### Brief
In the transcript about prefixes below, what do preschool teachers make from cereal boxes?

### Article
***

You can. And the word reuse is a clue to today's topic.


It is. We're talking about prefixes. Those are the two or three letters that we can add to the beginning of words to change their meaning, like re in reuse.


Yeah, we'll tell you more about Relator and we'll also tell you about the prefixes pre and ro.


We'll explain what all three prefixes mean and give you lots of examples. There'll be a quiz at the end and a top tip for learning vocabulary. But first, let's hear from Katie.


She's an environmental campaigner. While you listen, try to answer this question.


What do teachers do with cereal boxes? Here's Katie.


Most food in supermarkets nowadays is prepacked in plastic and cardboard. This creates so much waste. Takeaways and precooked meals also use a lot of packaging. We have to re-educate people to cook for themselves so they don't just reheat meals. And people really need to become more proactive in recycling materials. Teachers in preschool are great at this. They reuse cereal boxes to make fantastic models of robots and spaceships with the kids.


So we asked you, what do teachers do with cereal boxes?


And the answer is they reuse them to make models of robots and spaceships.

***

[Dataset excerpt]
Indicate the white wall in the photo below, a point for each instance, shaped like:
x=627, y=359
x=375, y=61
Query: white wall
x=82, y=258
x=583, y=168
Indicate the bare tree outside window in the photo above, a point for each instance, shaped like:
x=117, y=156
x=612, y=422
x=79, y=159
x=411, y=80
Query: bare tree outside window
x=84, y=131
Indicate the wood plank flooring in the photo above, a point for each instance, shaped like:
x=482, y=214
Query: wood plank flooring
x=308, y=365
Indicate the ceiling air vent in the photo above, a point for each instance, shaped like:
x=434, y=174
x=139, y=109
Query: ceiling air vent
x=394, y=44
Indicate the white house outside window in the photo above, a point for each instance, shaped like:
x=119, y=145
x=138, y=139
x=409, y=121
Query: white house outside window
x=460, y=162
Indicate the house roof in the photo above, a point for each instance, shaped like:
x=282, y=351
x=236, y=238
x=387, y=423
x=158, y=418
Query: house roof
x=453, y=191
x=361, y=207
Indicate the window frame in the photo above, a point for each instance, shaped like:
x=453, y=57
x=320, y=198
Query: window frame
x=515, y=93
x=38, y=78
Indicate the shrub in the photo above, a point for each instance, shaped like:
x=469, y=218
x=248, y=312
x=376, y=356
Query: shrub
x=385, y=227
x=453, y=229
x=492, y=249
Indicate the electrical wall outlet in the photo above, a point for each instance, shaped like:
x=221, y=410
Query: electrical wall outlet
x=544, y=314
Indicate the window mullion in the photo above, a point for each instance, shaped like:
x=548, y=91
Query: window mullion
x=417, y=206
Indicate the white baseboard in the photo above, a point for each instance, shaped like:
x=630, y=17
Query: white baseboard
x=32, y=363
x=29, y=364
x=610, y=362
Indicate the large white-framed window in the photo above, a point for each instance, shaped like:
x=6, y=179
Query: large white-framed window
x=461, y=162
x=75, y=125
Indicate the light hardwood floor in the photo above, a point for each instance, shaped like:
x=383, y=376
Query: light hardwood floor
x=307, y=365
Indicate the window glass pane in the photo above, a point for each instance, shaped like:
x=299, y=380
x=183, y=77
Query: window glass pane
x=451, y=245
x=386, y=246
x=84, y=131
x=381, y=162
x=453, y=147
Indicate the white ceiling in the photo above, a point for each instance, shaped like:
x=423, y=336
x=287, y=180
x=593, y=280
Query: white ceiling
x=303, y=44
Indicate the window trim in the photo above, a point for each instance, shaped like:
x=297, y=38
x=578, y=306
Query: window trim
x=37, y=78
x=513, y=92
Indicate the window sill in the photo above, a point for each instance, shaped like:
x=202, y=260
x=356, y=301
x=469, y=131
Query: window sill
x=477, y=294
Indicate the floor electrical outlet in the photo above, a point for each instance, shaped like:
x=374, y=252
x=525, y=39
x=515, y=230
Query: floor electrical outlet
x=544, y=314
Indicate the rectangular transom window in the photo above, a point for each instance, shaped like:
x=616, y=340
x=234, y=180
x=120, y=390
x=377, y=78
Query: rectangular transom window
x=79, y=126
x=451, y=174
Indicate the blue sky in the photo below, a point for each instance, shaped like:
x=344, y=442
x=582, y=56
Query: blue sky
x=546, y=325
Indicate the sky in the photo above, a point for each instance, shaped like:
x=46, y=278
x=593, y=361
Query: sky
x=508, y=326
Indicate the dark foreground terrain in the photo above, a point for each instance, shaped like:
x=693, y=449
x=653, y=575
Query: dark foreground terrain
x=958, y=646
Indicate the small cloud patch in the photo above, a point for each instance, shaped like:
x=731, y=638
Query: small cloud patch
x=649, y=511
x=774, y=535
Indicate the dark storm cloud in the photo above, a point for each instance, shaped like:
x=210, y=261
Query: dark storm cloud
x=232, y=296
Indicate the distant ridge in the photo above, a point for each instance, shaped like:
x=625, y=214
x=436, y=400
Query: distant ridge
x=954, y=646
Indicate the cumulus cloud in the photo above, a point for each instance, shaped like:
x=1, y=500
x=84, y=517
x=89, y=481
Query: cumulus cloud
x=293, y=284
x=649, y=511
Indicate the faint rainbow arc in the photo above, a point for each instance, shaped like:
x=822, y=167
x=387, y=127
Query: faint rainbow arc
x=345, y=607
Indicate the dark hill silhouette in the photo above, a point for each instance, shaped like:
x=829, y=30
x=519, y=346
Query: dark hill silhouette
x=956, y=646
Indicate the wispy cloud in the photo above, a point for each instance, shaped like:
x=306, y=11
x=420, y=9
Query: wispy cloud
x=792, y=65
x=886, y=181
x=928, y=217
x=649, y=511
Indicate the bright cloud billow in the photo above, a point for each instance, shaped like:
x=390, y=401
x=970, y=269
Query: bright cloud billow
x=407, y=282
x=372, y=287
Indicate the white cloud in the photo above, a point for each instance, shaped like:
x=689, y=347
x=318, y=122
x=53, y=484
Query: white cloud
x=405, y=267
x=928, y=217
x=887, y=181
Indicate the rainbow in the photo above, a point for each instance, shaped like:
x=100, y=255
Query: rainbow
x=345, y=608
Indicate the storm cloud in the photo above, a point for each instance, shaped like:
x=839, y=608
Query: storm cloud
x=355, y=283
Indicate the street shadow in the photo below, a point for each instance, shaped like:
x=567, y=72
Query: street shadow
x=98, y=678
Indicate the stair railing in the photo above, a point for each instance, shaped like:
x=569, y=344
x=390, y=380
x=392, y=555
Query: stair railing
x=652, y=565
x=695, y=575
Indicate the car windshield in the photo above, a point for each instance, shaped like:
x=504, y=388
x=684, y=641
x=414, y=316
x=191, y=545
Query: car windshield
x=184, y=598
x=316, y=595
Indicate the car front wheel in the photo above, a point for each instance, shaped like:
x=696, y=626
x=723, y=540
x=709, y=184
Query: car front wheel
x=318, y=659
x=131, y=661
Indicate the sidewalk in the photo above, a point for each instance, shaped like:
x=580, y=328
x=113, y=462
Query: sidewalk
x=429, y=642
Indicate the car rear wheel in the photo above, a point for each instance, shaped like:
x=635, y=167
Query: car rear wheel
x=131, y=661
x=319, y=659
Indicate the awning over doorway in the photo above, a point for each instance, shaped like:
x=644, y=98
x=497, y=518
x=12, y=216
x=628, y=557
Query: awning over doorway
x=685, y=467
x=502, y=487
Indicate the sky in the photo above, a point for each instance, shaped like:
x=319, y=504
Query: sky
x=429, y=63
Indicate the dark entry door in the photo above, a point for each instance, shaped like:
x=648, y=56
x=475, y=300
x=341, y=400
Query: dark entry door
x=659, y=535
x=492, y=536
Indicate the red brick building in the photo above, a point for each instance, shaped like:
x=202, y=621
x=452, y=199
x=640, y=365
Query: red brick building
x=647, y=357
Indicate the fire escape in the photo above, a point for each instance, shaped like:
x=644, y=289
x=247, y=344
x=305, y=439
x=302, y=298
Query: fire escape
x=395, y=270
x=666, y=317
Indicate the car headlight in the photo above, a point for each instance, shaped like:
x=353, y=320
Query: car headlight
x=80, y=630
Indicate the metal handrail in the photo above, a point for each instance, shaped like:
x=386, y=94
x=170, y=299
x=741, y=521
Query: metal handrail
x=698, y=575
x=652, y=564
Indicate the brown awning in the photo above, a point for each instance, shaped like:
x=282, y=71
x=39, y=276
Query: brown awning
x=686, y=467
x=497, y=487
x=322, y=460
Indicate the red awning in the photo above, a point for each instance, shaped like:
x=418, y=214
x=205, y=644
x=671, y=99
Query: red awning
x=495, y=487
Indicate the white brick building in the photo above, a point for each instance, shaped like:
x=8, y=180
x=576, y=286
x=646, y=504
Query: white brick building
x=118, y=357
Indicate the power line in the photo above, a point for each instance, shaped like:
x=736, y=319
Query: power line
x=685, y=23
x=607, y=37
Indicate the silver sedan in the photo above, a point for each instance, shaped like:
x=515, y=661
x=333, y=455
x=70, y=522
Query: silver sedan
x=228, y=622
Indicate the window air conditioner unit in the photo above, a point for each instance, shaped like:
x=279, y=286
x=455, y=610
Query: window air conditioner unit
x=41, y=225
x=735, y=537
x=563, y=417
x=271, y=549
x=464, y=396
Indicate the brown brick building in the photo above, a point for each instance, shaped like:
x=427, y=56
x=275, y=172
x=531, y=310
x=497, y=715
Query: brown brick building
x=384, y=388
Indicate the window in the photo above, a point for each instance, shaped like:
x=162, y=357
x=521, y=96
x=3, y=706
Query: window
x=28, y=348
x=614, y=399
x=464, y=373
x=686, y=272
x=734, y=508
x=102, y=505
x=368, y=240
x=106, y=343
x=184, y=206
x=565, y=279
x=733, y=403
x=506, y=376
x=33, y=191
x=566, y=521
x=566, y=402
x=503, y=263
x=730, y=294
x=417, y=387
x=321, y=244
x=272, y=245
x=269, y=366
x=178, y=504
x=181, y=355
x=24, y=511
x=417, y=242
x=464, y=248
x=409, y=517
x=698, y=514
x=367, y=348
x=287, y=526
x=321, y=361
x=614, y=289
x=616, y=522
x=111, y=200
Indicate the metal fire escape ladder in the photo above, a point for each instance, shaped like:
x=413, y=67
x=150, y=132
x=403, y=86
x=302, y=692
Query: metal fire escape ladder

***

### Solution to the problem
Models of robots and spaceships.